Reproduce the items verbatim, from the first line of the items through the line containing "[103,0,194,187]", both included.
* Begin Records supplied *
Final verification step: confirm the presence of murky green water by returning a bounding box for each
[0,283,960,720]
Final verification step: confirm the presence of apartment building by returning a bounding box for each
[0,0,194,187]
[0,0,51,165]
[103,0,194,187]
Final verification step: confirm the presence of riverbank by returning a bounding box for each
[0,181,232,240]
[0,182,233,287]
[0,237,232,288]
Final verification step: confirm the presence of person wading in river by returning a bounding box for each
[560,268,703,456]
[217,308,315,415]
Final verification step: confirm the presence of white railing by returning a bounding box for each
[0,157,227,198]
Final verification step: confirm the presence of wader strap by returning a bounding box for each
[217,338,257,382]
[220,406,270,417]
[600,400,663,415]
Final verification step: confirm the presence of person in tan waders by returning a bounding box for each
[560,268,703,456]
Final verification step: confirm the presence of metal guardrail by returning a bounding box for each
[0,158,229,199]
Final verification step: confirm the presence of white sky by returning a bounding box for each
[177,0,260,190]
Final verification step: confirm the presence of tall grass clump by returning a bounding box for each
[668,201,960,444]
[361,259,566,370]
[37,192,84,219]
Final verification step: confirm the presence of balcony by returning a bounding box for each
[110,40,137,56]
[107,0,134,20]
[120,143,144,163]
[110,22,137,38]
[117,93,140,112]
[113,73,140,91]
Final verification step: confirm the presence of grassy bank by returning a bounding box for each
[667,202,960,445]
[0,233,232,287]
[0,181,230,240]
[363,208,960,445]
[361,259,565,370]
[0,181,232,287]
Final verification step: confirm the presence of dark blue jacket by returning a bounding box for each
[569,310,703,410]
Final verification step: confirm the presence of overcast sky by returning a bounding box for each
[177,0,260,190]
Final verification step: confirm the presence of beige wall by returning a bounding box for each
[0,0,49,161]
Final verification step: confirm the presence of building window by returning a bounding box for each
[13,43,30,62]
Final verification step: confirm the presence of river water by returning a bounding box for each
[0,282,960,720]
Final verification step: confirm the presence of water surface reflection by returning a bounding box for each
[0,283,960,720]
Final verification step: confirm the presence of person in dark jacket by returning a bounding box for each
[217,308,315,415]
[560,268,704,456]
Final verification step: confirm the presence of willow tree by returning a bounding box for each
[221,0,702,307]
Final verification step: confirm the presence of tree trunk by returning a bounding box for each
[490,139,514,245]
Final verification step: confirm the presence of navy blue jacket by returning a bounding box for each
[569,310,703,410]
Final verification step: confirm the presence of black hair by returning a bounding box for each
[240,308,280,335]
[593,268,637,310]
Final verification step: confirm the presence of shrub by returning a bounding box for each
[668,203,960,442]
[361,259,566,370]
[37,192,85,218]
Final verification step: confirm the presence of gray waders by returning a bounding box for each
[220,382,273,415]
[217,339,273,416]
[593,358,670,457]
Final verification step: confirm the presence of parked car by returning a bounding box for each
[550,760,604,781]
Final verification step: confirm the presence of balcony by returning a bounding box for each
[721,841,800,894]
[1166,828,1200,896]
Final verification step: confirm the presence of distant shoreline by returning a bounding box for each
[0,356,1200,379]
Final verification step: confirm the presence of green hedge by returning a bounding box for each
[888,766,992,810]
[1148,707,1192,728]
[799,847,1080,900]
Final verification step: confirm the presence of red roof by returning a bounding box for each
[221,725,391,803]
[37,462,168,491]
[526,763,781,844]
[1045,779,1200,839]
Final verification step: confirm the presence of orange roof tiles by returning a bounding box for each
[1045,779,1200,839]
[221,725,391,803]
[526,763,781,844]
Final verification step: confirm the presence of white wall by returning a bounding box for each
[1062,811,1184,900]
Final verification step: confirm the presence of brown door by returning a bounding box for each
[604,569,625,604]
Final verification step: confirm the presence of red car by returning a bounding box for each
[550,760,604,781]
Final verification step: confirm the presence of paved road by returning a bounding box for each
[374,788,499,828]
* End Records supplied *
Task response:
Final verification step: confirm the presence of murky green water by returning a bounding box for each
[0,283,960,720]
Final verification step: confirm the presence of apartment building by returning a bounding box for each
[0,0,194,187]
[0,0,51,165]
[103,0,194,187]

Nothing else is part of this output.